▸ Challenge A
Pull out every line in the rows below that contains the string "Target".

Trebuchet Toss

This lesson focuses on trebuchet design. Teams of students construct trebuchets from everyday materials. They then test their trebuchets to determine the farthest distance they can hit a target with a marshmallow projectile.

  • Design and build a trebuchet  
  • Test and refine their designs 
  • Communicate their design process and results 

Age Levels: 12-18

Lesson Plan Overview

Build Materials (For each team)

Required Materials

  • Counterweight (metal washers, rocks, coins, marbles)

Materials Optional for Build/Trading/Table of Possibilities

  • Plastic drinking straws

  • Pencils/popsicle sticks/wooden dowels

  • Cardboard sheets

  • Rubber bands

  • Toothpicks

  • Paperclips or craft wire

  • String

  • Small pieces of cloth or sheets of paper

Testing Materials

  • Meter stick or measuring tape

  • Mini marshmallows

  • Pie tin or Paper plate

TESTING MATERIALS AND PROCESS

Materials

  • Meter stick or measuring tape
  • Mini marshmallows
  • Pie tin or Paper plate

Process

  • Each team tests their trebuchet by launching a marshmallow toward a pie tin placed several feet away. The goal is to launch the marshmallow as far a distance as possible to land on the pie tin target. 
  • Each team should record the distance their marshmallow travels and how far it lands from the target (accuracy).

REAL WORLD APPLICATIONS

Embed following files (images available, if needed):

Did you ever wonder how a trebuchet works? A high school student and a mechanical engineer tell you how. (Video 2:35)

Source: National Geographic Kids YouTube Channel

Trebuchets are “gravity powered” throwing devices made up of several simple machines. In fact, all six simple machines (lever, pulley, wheel and axle, inclined plane, screw, and wedge) can be used in trebuchet design. Learn more about simple machines. (Video 4:08)

Source: Design Squad Global YouTube Channel

Watch as the largest trebuchet in continental Europe launches for the first time. (Video 6:17)

Source: Discovery Canada YouTube Channel

ENGINEERING DESIGN CHALLENGE

Design Challenge

You’re a team of engineers who have been given the challenge to design your own trebuchet out of everyday items. The trebuchet should be designed to launch a marshmallow so it can land on a pie tin from as far a distance as possible.

Criteria

  • Must launch a marshmallow to land on a pie tin from as far a distance as possible

Constraints

  • Can only use the materials provided
    • Teams may trade materials to develop their ideal parts list.
  • Rubber bands may not be used to power the arm or slingshot the marshmallow

ACTIVITY INSTRUCTIONS

Procedure 

  1. Break class into teams of 2-4.
  2. Hand out the Design Your Own Trebuchet worksheet, as well as some sheets of paper for sketching designs. 
  3. Discuss the topics in the Background Concepts Section.
  4. Review the Engineering Design Process, Design Challenge, Criteria, Constraints and Materials. If time allows, review “Real World Applications” prior to conducting the design challenge.

▸ Extracted material
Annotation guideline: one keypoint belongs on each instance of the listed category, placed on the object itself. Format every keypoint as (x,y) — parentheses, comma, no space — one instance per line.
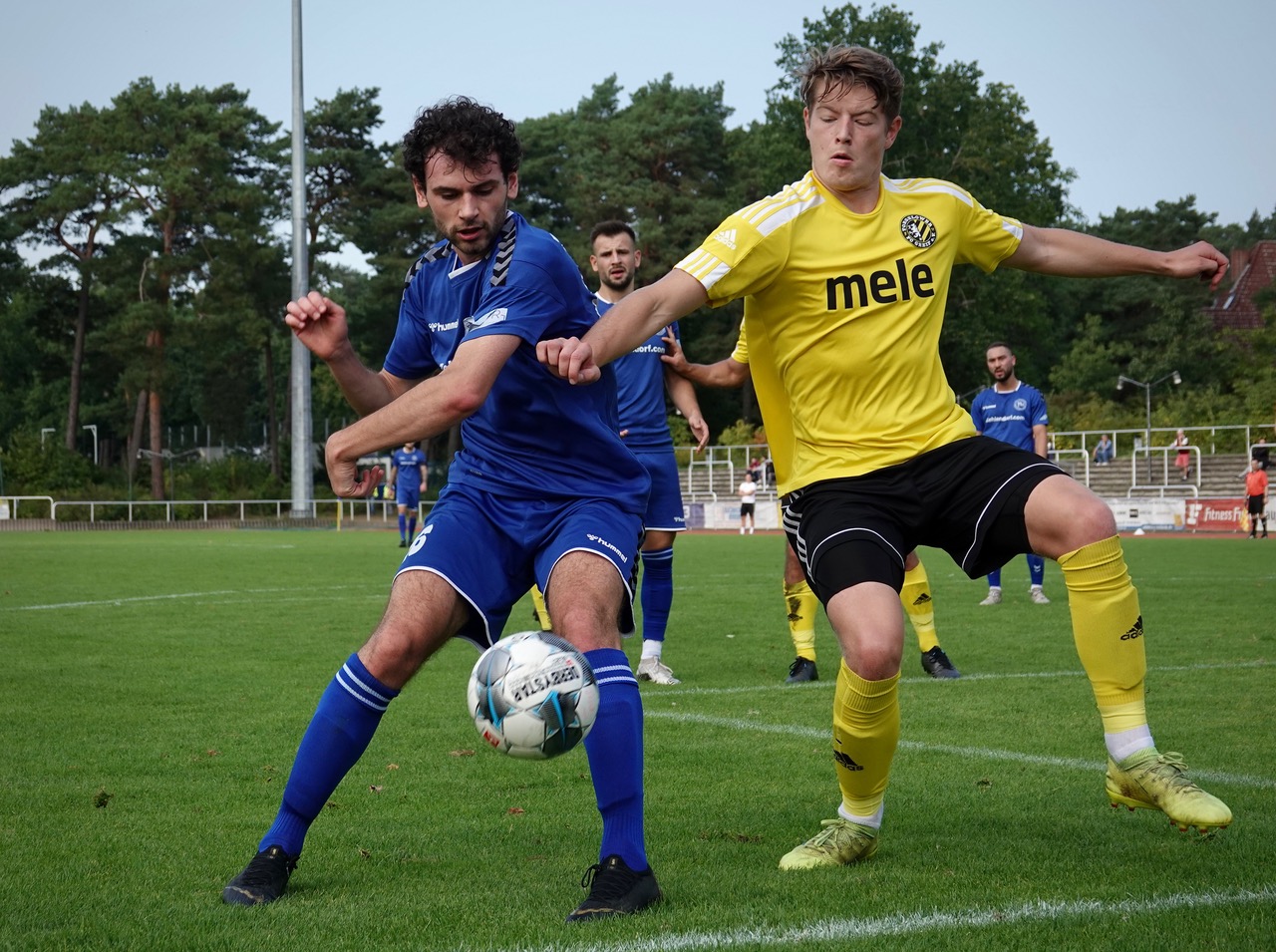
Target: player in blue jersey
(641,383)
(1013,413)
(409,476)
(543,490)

...

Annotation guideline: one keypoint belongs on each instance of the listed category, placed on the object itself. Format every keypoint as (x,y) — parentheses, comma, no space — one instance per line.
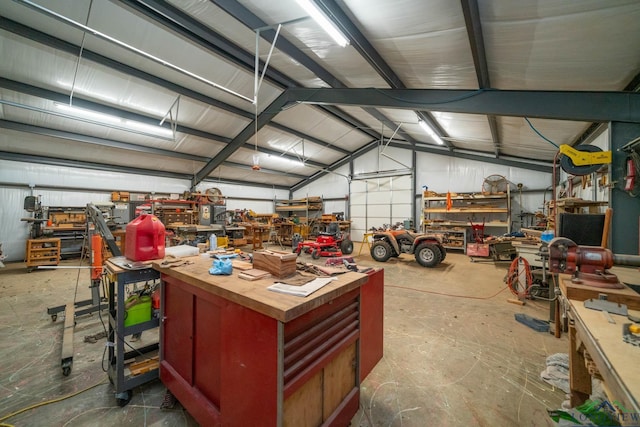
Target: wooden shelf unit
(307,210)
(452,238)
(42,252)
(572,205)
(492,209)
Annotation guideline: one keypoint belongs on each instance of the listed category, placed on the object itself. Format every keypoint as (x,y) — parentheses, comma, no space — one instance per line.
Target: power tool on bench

▸ Challenge B
In the trebuchet lesson above, what are rubber bands not allowed to be used for?

▸ Full response A
Target: player in blue jersey
Target: wooden shelf unit
Target: power tool on bench

▸ Full response B
They may not be used to power the arm or slingshot the marshmallow.